Exercise description:
What is needed is an exact repeat of the lines from the line containing "the blue sky" through the final line of the entries below, and nothing else.

** start of Stored records **

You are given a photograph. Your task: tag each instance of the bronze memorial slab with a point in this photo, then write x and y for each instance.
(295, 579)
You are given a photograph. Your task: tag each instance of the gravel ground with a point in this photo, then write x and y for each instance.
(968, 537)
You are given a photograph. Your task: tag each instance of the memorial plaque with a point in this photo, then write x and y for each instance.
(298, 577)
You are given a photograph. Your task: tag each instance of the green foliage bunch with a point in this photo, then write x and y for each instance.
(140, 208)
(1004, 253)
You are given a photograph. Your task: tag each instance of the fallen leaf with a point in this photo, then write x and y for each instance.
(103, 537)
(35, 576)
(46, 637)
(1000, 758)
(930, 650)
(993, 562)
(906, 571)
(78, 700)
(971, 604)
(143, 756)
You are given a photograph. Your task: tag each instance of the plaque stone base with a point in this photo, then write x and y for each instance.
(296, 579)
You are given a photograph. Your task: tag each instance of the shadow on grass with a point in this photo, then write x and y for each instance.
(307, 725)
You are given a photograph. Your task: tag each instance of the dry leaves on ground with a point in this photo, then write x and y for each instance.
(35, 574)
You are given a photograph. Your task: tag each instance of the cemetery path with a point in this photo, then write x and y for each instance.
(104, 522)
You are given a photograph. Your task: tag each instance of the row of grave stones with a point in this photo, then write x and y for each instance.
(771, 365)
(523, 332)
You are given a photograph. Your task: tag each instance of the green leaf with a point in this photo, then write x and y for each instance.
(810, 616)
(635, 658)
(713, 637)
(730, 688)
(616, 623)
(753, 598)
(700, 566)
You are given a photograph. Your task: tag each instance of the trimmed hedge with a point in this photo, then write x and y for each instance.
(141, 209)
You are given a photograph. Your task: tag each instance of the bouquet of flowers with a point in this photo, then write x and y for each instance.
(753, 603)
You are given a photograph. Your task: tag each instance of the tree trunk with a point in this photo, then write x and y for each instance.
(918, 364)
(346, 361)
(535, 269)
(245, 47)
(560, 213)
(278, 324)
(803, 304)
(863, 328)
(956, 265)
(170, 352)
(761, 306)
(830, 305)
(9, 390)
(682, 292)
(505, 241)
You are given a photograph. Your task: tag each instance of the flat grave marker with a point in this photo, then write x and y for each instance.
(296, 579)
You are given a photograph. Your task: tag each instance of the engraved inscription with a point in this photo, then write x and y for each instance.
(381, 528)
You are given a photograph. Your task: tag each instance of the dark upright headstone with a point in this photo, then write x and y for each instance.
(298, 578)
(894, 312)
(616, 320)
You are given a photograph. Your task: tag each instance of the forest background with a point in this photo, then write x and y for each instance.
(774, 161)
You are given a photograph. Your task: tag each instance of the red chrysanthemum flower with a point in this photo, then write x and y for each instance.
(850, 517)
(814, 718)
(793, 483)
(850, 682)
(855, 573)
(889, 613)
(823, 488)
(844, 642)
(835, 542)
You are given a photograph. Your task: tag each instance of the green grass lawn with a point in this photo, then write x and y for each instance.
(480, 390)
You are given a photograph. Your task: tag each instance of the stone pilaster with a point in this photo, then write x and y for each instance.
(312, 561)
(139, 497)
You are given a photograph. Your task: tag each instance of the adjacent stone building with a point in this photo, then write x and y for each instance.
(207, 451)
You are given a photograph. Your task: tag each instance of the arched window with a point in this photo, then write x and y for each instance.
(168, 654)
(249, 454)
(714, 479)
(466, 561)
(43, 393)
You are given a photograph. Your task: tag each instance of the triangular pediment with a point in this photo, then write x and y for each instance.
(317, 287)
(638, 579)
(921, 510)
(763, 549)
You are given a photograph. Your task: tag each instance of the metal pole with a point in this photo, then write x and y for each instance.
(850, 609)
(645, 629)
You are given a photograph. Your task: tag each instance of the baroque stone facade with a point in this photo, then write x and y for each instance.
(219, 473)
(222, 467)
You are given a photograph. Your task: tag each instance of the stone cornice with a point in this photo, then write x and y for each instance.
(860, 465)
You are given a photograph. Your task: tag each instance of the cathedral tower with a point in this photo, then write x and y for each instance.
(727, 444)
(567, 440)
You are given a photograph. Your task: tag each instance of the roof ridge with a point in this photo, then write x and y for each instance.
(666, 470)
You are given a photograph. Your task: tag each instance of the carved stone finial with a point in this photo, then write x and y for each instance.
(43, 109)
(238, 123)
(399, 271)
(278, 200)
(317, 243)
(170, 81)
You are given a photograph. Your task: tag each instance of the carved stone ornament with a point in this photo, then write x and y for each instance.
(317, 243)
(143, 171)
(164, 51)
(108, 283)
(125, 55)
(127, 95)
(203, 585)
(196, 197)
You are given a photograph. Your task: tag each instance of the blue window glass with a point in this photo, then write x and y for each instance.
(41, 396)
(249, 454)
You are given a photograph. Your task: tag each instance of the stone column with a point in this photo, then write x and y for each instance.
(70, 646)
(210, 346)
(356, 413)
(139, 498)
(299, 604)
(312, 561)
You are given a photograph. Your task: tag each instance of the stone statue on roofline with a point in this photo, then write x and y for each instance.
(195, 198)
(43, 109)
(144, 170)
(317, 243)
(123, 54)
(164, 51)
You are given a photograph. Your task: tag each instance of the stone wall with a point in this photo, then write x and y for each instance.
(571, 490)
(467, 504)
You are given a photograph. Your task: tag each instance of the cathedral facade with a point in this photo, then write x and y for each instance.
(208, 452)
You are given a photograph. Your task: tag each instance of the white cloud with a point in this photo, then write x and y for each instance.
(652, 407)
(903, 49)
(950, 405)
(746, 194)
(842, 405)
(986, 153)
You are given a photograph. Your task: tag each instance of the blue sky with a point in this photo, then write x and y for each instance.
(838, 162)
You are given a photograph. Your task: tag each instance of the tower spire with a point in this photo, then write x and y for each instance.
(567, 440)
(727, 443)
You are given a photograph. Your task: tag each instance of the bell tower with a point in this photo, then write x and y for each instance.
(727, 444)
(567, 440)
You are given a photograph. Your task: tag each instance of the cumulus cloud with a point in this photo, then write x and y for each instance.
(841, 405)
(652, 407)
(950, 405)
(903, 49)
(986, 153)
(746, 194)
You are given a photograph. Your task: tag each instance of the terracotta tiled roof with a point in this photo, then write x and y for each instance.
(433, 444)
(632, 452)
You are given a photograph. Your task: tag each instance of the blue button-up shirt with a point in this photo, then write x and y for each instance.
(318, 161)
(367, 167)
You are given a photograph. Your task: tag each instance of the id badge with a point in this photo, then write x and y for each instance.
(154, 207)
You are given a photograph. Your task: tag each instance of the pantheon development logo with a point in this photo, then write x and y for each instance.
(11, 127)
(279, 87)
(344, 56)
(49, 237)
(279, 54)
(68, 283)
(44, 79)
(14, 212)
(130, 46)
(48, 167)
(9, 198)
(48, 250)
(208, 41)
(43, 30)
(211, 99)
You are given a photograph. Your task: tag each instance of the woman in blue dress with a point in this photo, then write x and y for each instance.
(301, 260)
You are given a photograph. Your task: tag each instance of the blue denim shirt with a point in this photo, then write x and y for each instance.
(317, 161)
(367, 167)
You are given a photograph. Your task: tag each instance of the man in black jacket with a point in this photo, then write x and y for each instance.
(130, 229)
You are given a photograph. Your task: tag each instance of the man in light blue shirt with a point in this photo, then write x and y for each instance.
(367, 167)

** end of Stored records **

Correct response:
You are given a photograph. Your task: tag each instance of the blue sky with a point in this photo, then write x and y for each instance.
(838, 162)
You are given a photograph. Your task: tag each instance of the tower spire with a point in this photo, then write x and y for each instance.
(567, 440)
(727, 443)
You are given a photograph. Your task: tag each instance of the bell tower with a point in this photo, then write x and y for each instance.
(727, 444)
(567, 440)
You are given a photograph. Your task: tag each instance of the cumulus cloud with a point in this photo, then write x and y for each instance.
(841, 405)
(652, 407)
(950, 405)
(903, 49)
(986, 153)
(746, 194)
You are given a photograph. Your task: tag each instance of the terracotta tiled roof with a point in this photo, then write x and y for each instance.
(433, 444)
(632, 452)
You are given a photograph. Your task: tag each instance of the blue button-up shirt with a point in this photo, then write x and y for each instance.
(318, 161)
(367, 167)
You are given a photograph. Your task: tag each instance of the id badge with a point in this photo, then write x and y for each instance.
(154, 207)
You are given a photograph. Your task: tag each instance of the pantheon development logo with a point in this photo, then write x and y for each instance.
(11, 127)
(279, 87)
(344, 56)
(49, 237)
(279, 54)
(68, 283)
(44, 79)
(14, 212)
(130, 46)
(48, 167)
(9, 198)
(48, 250)
(208, 41)
(43, 30)
(211, 99)
You are given a photograph. Your task: tag each instance of the woman in blue dress with a point in this photo, then write x and y for each instance.
(301, 260)
You are given a photograph. Your task: tag each instance of the blue denim shirt with a point in this photo, then write x and y for each instance.
(317, 161)
(367, 167)
You are given a photograph. Your task: tag each instance of the man in black jacket with a point in this photo, then write x and y for each instance.
(130, 229)
You are given a photograph. Your task: tag each instance of the man in light blue shirt with a point in this photo, then write x and y for each instance.
(367, 167)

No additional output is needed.